#### Document segment
Just riffing back to the "tkhine" thread at the beginning, there is a 
wonderful compilation,

Seyder Thinkes: The forgotten book of Common Prayer for Jewish Women, 
translated and edited by Devra Kay back in 2004.

Slightly more recently, Aliza Lavie published "A Jewish Woman's Prayer 
Book," which was derived from a host of such books back in Europe.

Thought I'd provide some references for those who want to pursue one 
aspect of the subject =not= covered so much by <obizuth>'s book.
  
inkwell.vue.491 : Marjorie Ingall Mamaleh Knows Best
permalink #10 of 61: Fawn Fitter (fsquared) Tue 13 Sep 16 19:18
    
I am looking forward to reading this even though I do not have kids
and am only nominally Jewish! 
  
inkwell.vue.491 : Marjorie Ingall Mamaleh Knows Best
permalink #11 of 61: Scott Underwood (esau) Tue 13 Sep 16 19:26
    
I'm neither Jewish nor a mother and my kids are grown, but I'm looking
forward to following along.
  
inkwell.vue.491 : Marjorie Ingall Mamaleh Knows Best
permalink #12 of 61: Dodge (dodge1234) Tue 13 Sep 16 19:37
    
Me, too.
  
inkwell.vue.491 : Marjorie Ingall Mamaleh Knows Best
permalink #13 of 61: Amy Keyishian (superamyk) Tue 13 Sep 16 20:39
    
I'm so glad to hear it!
  
inkwell.vue.491 : Marjorie Ingall Mamaleh Knows Best
permalink #14 of 61: It's all done with mirrors... (kafclown) Tue 13 Sep 16 20:55
    
I'm Jewish and a father, but everything I've read by Marjorie has been 
great, so I'm tagging along also!

Let me ask you, at some point, to address the Jewish father, who is 
usually not very present, and certainly not as present as the Jewish 
Mother, or is stereotypically a quietly suffering mealy mouthed 
guy railroaded by his wife and her demands.
  
inkwell.vue.491 : Marjorie Ingall Mamaleh Knows Best
permalink #15 of 61: behind on BADGES! (obizuth) Wed 14 Sep 16 08:29
    
ari, you know the old joke: a jewish kid comes home from school and says 
"Ma! Ma! I was cast in the school play! i'm playing a jewish father!" his 
mother replies, "you march right back there and tell them you want a 
SPEAKING PART!"

i do think there is a nebbishy jewish man stereotype, for sure. but i 
think it's generally not tied to FATHERHOOD, the way the jewish mother 
stereotype is tied to motherhood. and i think the nebbish in jewish humor 
is frequently portrayed as more clever and witty than his bullies. i think 
that's reflected in jewish-american comedy, too -- the jewish nerd hero 
(the real-life version of which is jon stewart), which has no female 
equivalent. it's a specific kind of misogyny that fuels the jewish mother 
stereotype.

#### Supplied information
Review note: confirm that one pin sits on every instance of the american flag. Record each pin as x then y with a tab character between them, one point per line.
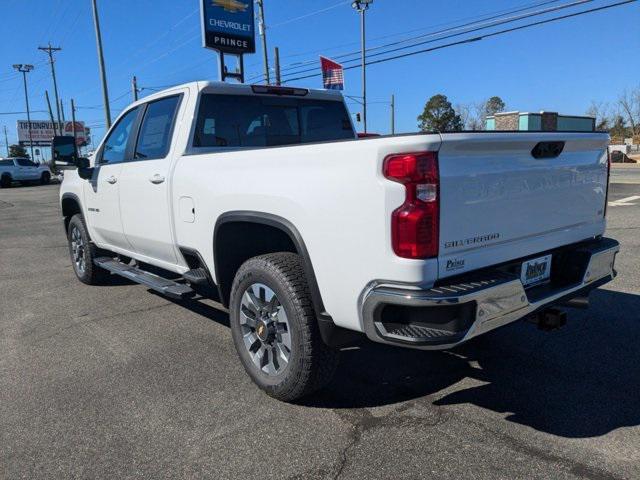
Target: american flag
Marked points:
332	74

#### Stated goal 1
In the forum thread, reproduce the passage from "Just riffing back" to "back in 2004.".
#### Stated goal 2
Which user handles appear in parentheses in the post headers of the forum thread?

#### Complete answer 1
Just riffing back to the "tkhine" thread at the beginning, there is a 
wonderful compilation,

Seyder Thinkes: The forgotten book of Common Prayer for Jewish Women, 
translated and edited by Devra Kay back in 2004.

#### Complete answer 2
fsquared
esau
dodge1234
superamyk
kafclown
obizuth